Print exactly the lines from the line with "of the tall" to the last line of the data, please, both included.

Pointing records
=-=-=-=-=
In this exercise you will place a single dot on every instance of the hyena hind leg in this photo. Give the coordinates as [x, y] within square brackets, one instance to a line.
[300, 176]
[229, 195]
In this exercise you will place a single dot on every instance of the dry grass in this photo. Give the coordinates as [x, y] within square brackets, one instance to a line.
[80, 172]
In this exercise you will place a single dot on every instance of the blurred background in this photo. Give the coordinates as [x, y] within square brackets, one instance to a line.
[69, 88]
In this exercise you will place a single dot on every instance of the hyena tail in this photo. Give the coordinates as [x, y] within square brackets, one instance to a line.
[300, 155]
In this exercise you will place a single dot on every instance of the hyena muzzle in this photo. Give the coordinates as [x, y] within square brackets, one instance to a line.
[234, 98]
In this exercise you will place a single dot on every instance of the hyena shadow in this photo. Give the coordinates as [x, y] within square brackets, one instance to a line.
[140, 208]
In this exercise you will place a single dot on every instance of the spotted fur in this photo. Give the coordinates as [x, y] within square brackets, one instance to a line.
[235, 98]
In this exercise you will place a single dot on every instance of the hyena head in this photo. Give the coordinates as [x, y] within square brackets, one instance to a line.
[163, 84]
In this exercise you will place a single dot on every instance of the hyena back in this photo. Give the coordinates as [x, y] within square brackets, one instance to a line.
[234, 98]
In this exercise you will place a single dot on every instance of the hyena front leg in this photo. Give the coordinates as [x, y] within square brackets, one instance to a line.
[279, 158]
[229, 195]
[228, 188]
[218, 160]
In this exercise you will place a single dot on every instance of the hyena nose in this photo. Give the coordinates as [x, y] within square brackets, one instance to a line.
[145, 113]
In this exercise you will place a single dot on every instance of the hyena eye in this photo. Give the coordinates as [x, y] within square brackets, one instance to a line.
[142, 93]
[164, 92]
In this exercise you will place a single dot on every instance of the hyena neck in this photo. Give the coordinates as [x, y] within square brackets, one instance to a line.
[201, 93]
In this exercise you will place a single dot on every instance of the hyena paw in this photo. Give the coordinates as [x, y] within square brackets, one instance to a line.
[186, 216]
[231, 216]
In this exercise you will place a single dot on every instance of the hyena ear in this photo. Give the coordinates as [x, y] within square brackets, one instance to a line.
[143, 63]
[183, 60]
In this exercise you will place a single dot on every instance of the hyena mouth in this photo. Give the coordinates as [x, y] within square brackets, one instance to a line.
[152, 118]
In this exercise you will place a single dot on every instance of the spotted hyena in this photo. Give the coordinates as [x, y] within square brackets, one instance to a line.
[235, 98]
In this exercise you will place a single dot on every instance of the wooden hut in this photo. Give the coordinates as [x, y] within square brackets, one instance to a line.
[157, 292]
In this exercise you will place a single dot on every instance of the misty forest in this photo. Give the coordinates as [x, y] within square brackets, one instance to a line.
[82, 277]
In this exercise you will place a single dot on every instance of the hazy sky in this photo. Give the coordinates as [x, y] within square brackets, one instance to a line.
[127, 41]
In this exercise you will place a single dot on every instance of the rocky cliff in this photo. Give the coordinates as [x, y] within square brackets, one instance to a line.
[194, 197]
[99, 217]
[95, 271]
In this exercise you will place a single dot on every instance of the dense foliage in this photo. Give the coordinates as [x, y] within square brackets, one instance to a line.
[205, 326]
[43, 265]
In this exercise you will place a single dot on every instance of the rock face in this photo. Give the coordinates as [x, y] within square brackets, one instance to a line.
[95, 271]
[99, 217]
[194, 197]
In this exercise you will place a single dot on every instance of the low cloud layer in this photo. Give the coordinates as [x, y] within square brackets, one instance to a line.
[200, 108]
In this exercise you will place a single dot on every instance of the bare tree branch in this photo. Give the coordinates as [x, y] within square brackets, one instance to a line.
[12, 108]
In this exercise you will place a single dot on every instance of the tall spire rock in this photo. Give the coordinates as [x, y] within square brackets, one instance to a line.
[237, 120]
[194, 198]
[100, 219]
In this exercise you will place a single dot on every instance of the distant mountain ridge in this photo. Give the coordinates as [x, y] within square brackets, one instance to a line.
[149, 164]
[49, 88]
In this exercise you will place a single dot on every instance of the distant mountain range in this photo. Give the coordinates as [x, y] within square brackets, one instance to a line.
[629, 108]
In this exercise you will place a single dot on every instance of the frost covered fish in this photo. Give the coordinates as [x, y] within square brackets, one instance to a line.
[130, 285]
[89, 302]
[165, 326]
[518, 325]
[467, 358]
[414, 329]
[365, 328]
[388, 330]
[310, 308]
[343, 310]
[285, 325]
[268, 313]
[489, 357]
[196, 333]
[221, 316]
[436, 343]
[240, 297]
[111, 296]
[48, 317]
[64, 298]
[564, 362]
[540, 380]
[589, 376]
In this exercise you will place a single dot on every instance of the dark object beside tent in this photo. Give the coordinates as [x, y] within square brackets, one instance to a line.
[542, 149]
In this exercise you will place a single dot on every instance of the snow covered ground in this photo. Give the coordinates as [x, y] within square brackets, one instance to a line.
=-=-=-=-=
- Response
In this exercise you will place a single dot on every instance of the tall spire rock in this photo. Give the coordinates as [x, y] within square brackets, one instance to a line.
[237, 120]
[194, 198]
[100, 219]
In this exercise you will place a single dot on every instance of the distant mountain ridge in this photo. Give the coordinates as [x, y] within square brackets, one instance to a line.
[149, 164]
[49, 88]
In this exercise you will place a single dot on every instance of the distant mountain range in this photo. Give the coordinates as [x, y] within square brackets, one instance to a line.
[629, 108]
In this exercise you will place a single dot on every instance of the frost covered fish in this photo. Give the coordinates as [x, y] within square brackets, one instance to a line.
[130, 285]
[89, 302]
[165, 326]
[518, 325]
[467, 358]
[414, 329]
[365, 328]
[388, 330]
[310, 308]
[343, 310]
[285, 325]
[268, 313]
[489, 357]
[196, 333]
[221, 316]
[436, 343]
[240, 297]
[111, 296]
[48, 317]
[64, 298]
[564, 362]
[540, 380]
[589, 376]
In this exercise you will place a single dot on every instance of the dark object beside tent in this photo. Give the coordinates as [x, y] within square brackets, one instance to a line.
[542, 149]
In this exercise you will place a single dot on every instance of the snow covered ground in this photo. Give the coordinates as [x, y] within square brackets, one instance to a line.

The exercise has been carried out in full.